Text excerpt:
-- BEGIN --

How The Lush Lit Life Started
Writing has always been my original dream and the only thing I’ve ever wanted to do. Since the first time I let my mind wander on paper during my elementary school days, I’ve dreamed about being a professional writer. In high school, I took my first creative writing class, and by senior year, I was the editor of the school’s literary magazine, and I had won local and state awards for my writing.
Other than my dream of writing, something else has followed me as I have tried to establish myself in a career. I’ve always had a fear of what would happen to me if my dreams fell through, so I always felt an obligation to myself and others to do something that would be considered practical.
This fear driven need for practicality is why I spent a good portion of my time thinking that I was only a journalist. I saw journalism as a way to live my writer dream while being in a career that was concrete and practical enough for others to understand and approve of. I majored in journalism for my first two years at Hampton University, but I changed my major during my sophomore year to English Education. I was convinced that I wasn’t cut out for journalism after not being selected for an internship at my hometown newspaper in Greensboro. Yet again, I chose my second major out of a desire to combine my dreams with grounded practicality, and what is more practical than a career as an English teacher.

-- END --

Requirements:
Copy, word for word, the part of the piece on how The Lush Lit Life started from "Other than my" to "be considered practical.". The lines placed after this point have nothing to do with the work.

Data block:
-- BEGIN --

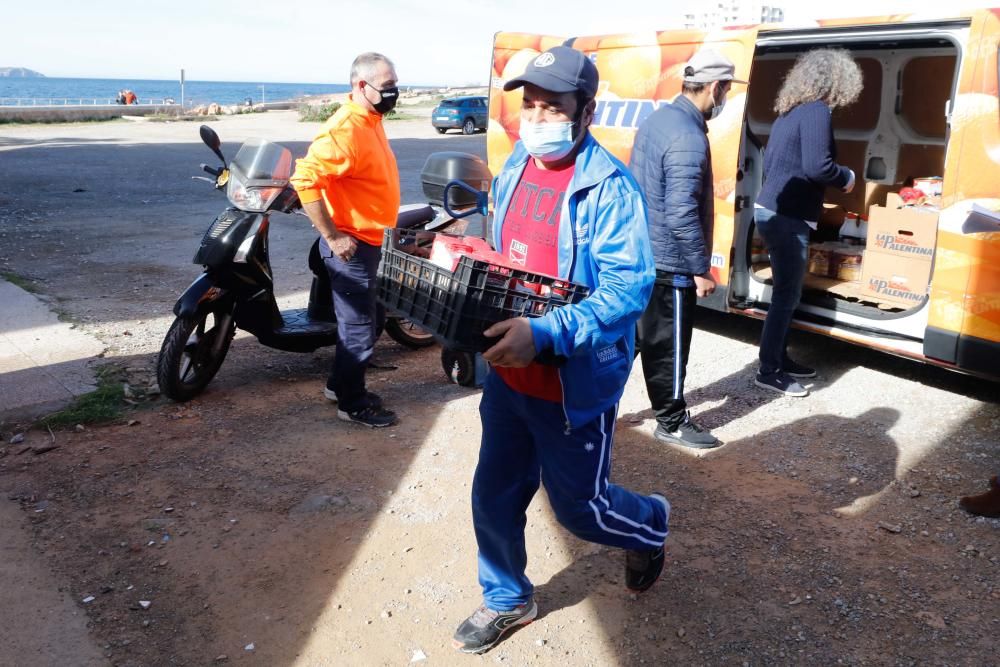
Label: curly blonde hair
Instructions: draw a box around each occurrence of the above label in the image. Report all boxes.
[774,49,864,116]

-- END --

Solved problem:
Other than my dream of writing, something else has followed me as I have tried to establish myself in a career. I’ve always had a fear of what would happen to me if my dreams fell through, so I always felt an obligation to myself and others to do something that would be considered practical.